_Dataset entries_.
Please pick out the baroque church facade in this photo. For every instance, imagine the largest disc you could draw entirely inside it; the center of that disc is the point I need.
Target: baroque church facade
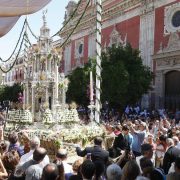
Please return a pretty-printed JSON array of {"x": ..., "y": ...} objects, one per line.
[{"x": 152, "y": 26}]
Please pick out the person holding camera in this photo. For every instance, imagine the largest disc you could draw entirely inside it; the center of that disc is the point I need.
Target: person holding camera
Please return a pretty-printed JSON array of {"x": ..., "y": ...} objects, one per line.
[{"x": 97, "y": 152}]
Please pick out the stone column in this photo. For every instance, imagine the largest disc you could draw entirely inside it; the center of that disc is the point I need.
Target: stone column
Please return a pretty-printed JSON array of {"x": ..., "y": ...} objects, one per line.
[
  {"x": 159, "y": 89},
  {"x": 47, "y": 95},
  {"x": 24, "y": 97},
  {"x": 57, "y": 83},
  {"x": 53, "y": 99},
  {"x": 33, "y": 102},
  {"x": 27, "y": 98}
]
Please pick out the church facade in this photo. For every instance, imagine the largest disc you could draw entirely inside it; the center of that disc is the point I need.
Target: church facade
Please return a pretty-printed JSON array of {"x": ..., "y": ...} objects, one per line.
[{"x": 152, "y": 26}]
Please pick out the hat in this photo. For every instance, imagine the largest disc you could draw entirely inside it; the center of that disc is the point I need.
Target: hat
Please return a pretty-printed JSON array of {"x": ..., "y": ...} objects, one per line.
[
  {"x": 143, "y": 124},
  {"x": 113, "y": 172}
]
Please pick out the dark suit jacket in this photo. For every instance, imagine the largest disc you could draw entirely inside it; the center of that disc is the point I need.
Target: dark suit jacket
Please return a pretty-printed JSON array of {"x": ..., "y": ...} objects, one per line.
[
  {"x": 97, "y": 153},
  {"x": 171, "y": 154},
  {"x": 120, "y": 142}
]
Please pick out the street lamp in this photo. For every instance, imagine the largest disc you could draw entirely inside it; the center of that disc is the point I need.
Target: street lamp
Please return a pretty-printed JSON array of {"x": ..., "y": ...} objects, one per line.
[{"x": 3, "y": 79}]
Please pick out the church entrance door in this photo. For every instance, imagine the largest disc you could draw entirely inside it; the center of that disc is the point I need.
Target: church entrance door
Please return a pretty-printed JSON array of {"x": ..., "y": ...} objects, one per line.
[{"x": 172, "y": 90}]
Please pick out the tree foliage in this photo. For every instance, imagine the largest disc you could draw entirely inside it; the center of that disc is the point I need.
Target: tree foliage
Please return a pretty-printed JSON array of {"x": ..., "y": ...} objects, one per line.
[{"x": 124, "y": 78}]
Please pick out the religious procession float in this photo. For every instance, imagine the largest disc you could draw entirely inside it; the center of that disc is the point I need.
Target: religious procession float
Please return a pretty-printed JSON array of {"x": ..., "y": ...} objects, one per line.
[{"x": 44, "y": 112}]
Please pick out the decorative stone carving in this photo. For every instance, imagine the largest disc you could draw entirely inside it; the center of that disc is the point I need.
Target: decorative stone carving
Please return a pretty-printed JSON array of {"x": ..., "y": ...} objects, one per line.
[
  {"x": 79, "y": 48},
  {"x": 116, "y": 38},
  {"x": 69, "y": 9},
  {"x": 173, "y": 44},
  {"x": 169, "y": 13}
]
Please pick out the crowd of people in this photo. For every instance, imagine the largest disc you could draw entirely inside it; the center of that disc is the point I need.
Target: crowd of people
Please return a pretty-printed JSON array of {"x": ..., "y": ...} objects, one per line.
[{"x": 135, "y": 149}]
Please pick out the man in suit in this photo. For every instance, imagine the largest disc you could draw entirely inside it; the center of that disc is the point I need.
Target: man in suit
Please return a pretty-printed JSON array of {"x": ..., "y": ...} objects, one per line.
[
  {"x": 96, "y": 152},
  {"x": 171, "y": 154},
  {"x": 122, "y": 142}
]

_WHAT NEEDS TO BE DONE_.
Exactly and exclusively, repeat the lines from the line that contains "Please pick out the crowd" through the end of the records, both ends included.

_ANSWER IN FULL_.
Please pick out the crowd of people in this photo. For every instance, imagine the largest disc you could draw entirely inside it; the center of that disc is the point I need.
Target: crowd of people
Please return a pretty-printed JSON array of {"x": ..., "y": ...} objects, one per line.
[{"x": 135, "y": 149}]
Please pick out the man in suit in this photo. For every instance, imagine the largest disc you could draw entirely inside it; the center of that disc is the point I need.
Target: man in suit
Please return a pretty-printed JSON array of {"x": ..., "y": ...} objects, one per line.
[
  {"x": 96, "y": 152},
  {"x": 171, "y": 154},
  {"x": 122, "y": 142}
]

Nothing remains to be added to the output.